Verify you have sudo access by logging in and running:
sudo whoami
# Should output: root
Step 1: Clean Up & Update Your System
First, ensure your system packages are up to date. To avoid package conflicts, it is a best practice to purge any existing, pre-installed NVIDIA drivers before starting fresh.
sudo apt update && sudo apt upgrade -y
sudo apt remove --purge '^nvidia-.*' -y
sudo apt autoremove -y
sudo reboot
Step 2: Install NVIDIA Drivers
The NVIDIA driver is the foundation of your GPU software stack. Once your server reboots, reconnect via SSH and add the official NVIDIA driver PPA to install the latest stable production driver (we will use version 560 as our baseline).
sudo add-apt-repository ppa:graphics-drivers/ppa -y
sudo apt update
sudo apt install nvidia-driver-560 -y
sudo reboot
After the second reboot, verify the driver is loaded correctly by running the System Management Interface tool:
nvidia-smi
You should see a table displaying your GPU model, driver version, and CUDA version.

*Record extracts*.

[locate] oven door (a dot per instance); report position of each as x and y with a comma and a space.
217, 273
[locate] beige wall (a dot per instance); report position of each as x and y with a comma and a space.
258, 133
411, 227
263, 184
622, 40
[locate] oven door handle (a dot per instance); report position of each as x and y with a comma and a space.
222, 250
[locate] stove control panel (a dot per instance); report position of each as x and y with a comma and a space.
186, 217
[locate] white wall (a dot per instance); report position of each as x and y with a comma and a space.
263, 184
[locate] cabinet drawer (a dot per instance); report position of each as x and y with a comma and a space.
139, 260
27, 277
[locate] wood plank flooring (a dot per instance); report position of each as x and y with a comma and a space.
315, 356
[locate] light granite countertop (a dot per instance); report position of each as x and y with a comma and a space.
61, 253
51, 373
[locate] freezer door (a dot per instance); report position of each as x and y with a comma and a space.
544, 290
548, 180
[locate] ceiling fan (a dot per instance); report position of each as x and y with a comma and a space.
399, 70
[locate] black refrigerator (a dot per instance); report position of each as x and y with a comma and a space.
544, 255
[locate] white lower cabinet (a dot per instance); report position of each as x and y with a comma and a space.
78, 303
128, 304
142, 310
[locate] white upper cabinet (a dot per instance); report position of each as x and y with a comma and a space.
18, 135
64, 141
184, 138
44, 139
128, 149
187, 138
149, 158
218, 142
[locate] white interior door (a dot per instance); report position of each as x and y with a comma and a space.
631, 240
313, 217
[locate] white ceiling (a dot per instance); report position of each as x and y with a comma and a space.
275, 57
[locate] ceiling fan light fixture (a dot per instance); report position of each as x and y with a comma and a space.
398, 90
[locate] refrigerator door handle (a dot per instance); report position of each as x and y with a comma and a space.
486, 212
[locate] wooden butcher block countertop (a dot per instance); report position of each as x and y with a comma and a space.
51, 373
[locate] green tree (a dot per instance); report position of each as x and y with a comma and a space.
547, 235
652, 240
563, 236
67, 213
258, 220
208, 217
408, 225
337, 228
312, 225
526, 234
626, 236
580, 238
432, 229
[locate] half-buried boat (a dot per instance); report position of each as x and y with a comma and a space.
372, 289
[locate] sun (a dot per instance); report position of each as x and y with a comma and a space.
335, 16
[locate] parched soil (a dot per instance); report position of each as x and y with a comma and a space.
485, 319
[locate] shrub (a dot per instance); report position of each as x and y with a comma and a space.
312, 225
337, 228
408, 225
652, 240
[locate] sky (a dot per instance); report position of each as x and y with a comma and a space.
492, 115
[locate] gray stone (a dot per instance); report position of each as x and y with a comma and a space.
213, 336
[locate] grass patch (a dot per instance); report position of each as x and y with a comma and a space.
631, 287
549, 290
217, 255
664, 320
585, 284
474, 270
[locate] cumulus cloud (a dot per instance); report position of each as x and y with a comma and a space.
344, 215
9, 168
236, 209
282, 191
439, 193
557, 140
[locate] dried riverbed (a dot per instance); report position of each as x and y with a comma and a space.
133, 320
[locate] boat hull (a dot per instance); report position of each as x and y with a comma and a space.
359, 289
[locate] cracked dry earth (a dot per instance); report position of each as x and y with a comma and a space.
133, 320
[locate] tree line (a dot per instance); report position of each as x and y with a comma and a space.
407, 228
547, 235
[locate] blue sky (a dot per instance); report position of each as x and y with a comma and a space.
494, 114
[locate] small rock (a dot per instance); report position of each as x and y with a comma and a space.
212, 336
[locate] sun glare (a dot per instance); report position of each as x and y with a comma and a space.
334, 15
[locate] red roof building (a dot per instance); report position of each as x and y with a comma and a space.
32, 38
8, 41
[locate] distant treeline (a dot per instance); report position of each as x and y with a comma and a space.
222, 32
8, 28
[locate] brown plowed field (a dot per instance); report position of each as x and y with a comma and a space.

*Problems and tasks*.
a: From the driver installation guide, return the passage from "sudo apt update &&" to "and CUDA version.", copied word for word.
b: Answer these questions from the driver installation guide:
(i) What output should running sudo whoami produce?
(ii) Which NVIDIA driver version does the guide use as its baseline?
(iii) Which command is run after the second reboot to check that the driver is loaded?

*Expected responses*.
a:
sudo apt update && sudo apt upgrade -y
sudo apt remove --purge '^nvidia-.*' -y
sudo apt autoremove -y
sudo reboot
Step 2: Install NVIDIA Drivers
The NVIDIA driver is the foundation of your GPU software stack. Once your server reboots, reconnect via SSH and add the official NVIDIA driver PPA to install the latest stable production driver (we will use version 560 as our baseline).
sudo add-apt-repository ppa:graphics-drivers/ppa -y
sudo apt update
sudo apt install nvidia-driver-560 -y
sudo reboot
After the second reboot, verify the driver is loaded correctly by running the System Management Interface tool:
nvidia-smi
You should see a table displaying your GPU model, driver version, and CUDA version.

b:
(i) root
(ii) Version 560
(iii) nvidia-smi